▶ _Task description_
Pick out and copy every line of the rows below that contains the word "window".

▶ _Data supplied_
──────

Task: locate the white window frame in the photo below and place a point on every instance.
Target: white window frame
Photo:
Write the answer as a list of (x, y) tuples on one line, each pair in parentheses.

──────

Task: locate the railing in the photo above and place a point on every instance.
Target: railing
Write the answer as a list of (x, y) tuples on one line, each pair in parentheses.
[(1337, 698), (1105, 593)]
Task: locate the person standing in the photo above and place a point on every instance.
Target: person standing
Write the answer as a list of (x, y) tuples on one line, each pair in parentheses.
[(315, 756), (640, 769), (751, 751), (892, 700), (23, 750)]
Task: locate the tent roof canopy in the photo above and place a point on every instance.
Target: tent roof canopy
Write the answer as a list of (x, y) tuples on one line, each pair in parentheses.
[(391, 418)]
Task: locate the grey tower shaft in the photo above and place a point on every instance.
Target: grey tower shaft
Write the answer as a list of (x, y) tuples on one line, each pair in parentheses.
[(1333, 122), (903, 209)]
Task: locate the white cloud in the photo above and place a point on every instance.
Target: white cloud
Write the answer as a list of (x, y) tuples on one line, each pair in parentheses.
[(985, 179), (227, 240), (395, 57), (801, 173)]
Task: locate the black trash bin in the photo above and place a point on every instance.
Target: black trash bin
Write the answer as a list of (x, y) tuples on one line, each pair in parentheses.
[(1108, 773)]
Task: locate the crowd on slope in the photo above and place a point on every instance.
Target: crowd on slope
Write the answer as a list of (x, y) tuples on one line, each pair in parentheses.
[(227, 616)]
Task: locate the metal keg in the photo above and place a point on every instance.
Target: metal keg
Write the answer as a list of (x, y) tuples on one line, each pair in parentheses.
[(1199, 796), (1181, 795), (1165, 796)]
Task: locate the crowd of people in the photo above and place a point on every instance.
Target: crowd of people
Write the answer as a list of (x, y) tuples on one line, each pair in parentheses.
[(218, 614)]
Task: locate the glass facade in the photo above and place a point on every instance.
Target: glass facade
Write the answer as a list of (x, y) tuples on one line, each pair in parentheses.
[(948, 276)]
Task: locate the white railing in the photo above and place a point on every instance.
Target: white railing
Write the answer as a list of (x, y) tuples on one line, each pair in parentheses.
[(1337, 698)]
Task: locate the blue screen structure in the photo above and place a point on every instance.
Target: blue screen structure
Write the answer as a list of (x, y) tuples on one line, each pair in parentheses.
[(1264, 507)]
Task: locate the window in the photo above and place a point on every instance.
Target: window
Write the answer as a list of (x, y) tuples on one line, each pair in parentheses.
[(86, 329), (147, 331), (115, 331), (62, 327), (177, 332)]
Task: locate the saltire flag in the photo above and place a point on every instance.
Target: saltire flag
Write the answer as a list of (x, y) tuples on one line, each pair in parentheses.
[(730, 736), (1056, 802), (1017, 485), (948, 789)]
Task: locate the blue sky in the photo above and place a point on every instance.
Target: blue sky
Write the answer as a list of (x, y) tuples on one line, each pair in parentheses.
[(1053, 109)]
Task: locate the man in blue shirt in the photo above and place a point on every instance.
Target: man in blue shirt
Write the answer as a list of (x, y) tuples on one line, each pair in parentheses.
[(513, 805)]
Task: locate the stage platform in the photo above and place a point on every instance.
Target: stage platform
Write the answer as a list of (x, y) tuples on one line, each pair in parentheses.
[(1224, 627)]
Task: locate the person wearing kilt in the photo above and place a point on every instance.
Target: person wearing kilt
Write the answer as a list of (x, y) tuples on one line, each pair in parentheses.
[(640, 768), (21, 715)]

──────

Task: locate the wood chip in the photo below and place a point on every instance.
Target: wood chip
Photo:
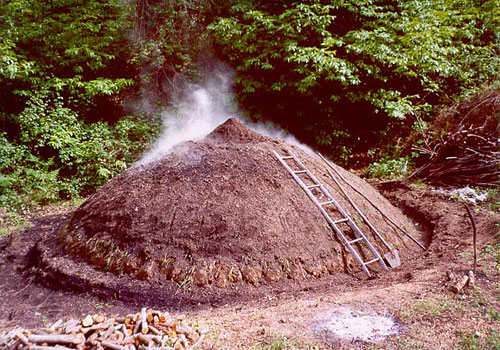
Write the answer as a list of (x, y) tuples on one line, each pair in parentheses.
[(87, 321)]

──────

▶ _Correct output_
Task: locate the white window frame in the photo below and place a point on every instance.
Target: white window frame
Task: locate the window in the photo above and place a point on every instance.
Target: window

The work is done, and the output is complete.